## AIM OF THE TASK
Output consists of the line that contains "# put a marker on the white marble surface" plus every later line of the material below, each one duplicated exactly.

## INPUT MATERIAL
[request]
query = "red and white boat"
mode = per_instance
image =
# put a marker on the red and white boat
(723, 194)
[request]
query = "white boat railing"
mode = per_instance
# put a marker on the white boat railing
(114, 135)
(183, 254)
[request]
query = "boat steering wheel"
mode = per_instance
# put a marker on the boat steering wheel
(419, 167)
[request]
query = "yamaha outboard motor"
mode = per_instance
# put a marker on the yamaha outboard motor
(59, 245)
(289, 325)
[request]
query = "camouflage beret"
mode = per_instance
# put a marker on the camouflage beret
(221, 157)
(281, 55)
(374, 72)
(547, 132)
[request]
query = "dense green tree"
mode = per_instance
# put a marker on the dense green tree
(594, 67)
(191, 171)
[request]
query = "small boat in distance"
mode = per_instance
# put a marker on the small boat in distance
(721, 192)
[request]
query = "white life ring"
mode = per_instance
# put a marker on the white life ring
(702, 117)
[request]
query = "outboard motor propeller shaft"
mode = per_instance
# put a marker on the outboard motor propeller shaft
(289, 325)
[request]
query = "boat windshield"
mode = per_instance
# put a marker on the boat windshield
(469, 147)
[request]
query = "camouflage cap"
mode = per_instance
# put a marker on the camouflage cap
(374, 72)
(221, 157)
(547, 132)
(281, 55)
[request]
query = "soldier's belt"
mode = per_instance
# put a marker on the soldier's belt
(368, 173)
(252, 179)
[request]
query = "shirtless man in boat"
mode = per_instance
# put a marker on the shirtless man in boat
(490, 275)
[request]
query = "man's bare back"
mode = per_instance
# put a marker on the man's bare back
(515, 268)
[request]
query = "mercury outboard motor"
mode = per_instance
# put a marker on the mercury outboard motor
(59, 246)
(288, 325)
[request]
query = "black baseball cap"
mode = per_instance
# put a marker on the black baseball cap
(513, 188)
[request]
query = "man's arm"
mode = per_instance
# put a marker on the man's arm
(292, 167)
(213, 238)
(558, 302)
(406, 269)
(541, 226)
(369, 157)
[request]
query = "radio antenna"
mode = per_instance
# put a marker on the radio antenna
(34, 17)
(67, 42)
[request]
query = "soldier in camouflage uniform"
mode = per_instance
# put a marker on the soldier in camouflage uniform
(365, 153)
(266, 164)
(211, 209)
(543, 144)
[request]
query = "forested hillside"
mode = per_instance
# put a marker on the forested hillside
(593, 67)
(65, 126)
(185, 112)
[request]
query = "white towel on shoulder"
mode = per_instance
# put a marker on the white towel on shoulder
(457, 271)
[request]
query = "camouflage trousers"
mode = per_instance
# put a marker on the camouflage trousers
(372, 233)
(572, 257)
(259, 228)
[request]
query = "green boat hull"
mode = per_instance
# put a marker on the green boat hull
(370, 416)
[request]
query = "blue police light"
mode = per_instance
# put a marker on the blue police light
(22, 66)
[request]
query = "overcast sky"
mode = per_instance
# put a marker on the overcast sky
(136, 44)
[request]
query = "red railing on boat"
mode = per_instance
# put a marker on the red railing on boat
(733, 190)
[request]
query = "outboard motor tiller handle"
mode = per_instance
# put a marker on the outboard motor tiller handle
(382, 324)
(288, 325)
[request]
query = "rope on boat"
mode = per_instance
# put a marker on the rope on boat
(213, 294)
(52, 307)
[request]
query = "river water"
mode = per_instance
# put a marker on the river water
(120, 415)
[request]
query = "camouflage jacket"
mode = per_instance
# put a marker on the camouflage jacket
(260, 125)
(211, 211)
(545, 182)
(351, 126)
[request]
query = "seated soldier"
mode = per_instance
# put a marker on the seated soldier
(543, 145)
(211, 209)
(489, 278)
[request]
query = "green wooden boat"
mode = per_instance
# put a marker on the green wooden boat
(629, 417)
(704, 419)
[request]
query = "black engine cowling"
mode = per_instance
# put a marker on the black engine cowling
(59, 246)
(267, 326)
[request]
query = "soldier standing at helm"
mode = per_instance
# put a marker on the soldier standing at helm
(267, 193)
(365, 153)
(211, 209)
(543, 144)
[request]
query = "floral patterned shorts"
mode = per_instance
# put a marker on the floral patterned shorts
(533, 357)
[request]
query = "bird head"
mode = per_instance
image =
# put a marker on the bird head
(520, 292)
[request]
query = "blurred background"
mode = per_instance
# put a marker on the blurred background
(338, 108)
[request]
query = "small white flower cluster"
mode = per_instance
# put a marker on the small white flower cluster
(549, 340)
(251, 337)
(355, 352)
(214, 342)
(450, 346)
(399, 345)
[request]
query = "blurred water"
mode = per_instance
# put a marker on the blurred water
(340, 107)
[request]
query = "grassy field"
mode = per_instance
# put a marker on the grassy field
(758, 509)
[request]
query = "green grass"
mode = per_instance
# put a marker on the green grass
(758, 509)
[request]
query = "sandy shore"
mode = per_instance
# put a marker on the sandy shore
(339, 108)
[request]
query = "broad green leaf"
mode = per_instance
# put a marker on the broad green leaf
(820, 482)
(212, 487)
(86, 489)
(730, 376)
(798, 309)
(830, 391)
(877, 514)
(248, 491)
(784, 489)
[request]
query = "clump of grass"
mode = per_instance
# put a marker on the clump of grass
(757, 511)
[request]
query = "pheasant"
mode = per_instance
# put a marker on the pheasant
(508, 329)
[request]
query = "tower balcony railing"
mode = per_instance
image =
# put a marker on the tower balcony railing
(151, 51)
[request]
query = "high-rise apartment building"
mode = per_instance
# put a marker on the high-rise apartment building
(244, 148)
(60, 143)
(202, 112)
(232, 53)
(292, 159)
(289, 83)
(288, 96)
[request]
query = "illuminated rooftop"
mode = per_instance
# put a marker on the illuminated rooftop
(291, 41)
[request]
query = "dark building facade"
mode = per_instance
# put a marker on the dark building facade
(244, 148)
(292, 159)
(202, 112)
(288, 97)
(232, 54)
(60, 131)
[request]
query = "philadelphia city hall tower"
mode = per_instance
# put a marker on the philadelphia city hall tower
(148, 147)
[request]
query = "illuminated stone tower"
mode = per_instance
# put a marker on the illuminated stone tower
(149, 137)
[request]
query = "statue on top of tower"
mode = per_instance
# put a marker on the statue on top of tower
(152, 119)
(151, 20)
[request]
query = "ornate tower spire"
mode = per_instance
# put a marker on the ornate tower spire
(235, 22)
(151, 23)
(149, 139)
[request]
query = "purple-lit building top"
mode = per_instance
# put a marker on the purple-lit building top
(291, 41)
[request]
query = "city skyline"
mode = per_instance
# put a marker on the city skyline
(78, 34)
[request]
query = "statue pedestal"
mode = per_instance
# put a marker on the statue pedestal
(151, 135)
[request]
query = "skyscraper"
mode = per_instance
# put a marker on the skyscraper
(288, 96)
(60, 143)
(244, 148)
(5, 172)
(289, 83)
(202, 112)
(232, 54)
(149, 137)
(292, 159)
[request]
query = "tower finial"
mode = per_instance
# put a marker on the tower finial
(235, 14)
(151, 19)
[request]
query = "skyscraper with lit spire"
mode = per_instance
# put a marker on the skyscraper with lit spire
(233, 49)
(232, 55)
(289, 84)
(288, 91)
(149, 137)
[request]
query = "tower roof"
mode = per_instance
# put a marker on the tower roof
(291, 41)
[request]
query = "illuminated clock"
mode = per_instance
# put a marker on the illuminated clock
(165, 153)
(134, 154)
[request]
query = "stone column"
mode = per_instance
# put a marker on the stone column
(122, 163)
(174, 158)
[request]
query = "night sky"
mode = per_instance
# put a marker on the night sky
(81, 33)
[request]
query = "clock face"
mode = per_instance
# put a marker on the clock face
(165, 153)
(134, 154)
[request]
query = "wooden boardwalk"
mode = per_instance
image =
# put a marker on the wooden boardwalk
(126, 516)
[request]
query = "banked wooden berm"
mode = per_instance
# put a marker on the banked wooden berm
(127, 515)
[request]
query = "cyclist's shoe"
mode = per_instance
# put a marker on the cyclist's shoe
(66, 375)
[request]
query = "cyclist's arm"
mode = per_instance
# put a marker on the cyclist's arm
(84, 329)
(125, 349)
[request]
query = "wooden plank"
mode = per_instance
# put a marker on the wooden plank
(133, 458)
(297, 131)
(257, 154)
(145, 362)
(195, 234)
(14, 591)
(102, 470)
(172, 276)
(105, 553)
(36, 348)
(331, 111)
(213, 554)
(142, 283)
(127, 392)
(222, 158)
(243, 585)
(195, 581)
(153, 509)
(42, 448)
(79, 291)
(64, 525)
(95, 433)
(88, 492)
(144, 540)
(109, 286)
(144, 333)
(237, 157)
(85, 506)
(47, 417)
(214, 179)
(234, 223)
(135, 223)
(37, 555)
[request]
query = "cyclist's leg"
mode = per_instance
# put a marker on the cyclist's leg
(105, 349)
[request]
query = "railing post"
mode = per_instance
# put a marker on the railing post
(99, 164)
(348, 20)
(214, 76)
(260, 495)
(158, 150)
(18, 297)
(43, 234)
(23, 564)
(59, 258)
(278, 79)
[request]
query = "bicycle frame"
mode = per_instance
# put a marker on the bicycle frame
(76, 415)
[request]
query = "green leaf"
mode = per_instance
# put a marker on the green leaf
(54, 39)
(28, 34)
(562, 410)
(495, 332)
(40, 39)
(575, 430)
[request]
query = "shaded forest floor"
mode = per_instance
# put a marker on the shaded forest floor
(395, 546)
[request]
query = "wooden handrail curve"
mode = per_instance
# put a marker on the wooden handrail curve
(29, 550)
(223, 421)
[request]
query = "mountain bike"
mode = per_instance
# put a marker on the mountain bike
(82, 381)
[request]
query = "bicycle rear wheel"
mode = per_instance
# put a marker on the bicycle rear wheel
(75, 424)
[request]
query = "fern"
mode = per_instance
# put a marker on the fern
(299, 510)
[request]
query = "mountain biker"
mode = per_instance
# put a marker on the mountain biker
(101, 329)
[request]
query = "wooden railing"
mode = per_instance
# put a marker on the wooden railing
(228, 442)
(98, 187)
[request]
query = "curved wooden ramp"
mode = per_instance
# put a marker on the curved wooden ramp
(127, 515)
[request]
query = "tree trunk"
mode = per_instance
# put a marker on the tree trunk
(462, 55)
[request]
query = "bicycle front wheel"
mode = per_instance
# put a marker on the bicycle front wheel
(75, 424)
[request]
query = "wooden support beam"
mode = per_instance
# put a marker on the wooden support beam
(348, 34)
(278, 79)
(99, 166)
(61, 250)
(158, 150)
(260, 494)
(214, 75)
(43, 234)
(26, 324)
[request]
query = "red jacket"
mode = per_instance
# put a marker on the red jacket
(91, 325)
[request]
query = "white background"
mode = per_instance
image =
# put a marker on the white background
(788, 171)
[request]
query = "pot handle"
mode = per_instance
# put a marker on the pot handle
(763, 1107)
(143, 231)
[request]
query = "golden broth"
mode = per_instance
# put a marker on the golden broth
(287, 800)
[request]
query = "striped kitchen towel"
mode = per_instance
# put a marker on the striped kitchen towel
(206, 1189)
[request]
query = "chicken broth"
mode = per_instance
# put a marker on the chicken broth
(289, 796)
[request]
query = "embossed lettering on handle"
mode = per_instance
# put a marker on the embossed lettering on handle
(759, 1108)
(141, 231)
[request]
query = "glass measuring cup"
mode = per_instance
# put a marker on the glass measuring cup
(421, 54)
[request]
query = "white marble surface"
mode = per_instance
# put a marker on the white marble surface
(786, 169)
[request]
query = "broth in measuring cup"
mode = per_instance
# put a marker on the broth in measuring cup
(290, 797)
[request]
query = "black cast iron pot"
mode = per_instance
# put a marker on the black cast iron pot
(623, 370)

## ANSWER AREA
# put a marker on the white marble surface
(786, 169)
[request]
query = "broth in measuring cup"
mode = per_instance
# put a marker on the broth in measuring cup
(290, 797)
[request]
query = "black cast iron pot"
mode = per_instance
# put a marker on the black cast iron pot
(623, 370)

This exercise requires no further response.